▸ WHAT THIS TASK INVOLVES: Copy out the lines verbatim, beginning with the line that contains "Please examine this image carefully and locate the hieroglyphic" and ending after the line that contains "[97, 27, 409, 178]".

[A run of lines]
----

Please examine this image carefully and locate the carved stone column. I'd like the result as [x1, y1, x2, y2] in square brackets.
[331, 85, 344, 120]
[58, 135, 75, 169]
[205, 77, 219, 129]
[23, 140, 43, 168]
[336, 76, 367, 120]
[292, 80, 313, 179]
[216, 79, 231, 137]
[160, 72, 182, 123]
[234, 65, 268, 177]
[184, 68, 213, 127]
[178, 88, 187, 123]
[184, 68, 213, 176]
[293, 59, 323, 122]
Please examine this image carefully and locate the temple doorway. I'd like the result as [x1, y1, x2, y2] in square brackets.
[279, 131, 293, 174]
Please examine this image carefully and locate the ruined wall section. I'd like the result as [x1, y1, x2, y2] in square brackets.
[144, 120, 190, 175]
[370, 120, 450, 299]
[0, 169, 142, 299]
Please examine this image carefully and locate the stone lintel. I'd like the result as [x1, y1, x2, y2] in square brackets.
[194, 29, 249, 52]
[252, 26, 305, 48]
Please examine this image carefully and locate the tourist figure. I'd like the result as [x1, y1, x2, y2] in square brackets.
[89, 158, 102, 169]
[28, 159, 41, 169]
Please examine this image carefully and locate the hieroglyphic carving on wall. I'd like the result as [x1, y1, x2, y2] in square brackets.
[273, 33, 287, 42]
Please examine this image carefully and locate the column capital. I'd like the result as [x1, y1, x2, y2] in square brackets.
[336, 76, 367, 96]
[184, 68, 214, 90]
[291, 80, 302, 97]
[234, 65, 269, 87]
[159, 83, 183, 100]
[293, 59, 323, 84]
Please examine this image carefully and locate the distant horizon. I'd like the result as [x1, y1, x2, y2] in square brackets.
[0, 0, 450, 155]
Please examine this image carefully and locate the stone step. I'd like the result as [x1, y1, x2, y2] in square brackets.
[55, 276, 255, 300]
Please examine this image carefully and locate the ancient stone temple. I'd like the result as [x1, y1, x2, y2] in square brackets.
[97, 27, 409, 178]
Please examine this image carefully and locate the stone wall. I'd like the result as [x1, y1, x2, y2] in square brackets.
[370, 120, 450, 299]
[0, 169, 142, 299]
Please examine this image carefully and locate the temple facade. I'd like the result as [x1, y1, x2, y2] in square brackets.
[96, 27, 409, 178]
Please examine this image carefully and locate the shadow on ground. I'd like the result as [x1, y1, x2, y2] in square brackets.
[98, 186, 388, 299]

----

▸ EXERCISE SOLUTION:
Please examine this image carefully and locate the hieroglyphic carving on wall. I'd like the result as [x1, y1, x2, y2] in square brackets.
[273, 33, 287, 42]
Please examine this image carefully and locate the column capital. I'd like the result as [x1, y1, x2, y2] in square brackets.
[336, 76, 367, 96]
[184, 68, 214, 90]
[291, 80, 302, 97]
[234, 65, 269, 87]
[159, 83, 183, 100]
[293, 59, 323, 84]
Please examine this image carefully and locate the distant horizon. I'd like the result as [x1, y1, x2, y2] in square brackets.
[0, 0, 450, 155]
Please examine this image carefully and locate the stone step. I'd like the result as [x1, y1, x2, y2] in square brackets.
[55, 276, 255, 300]
Please examine this image carefully and locate the ancient stone temple. I'd like the result as [x1, y1, x2, y2] in square brackets.
[97, 27, 409, 178]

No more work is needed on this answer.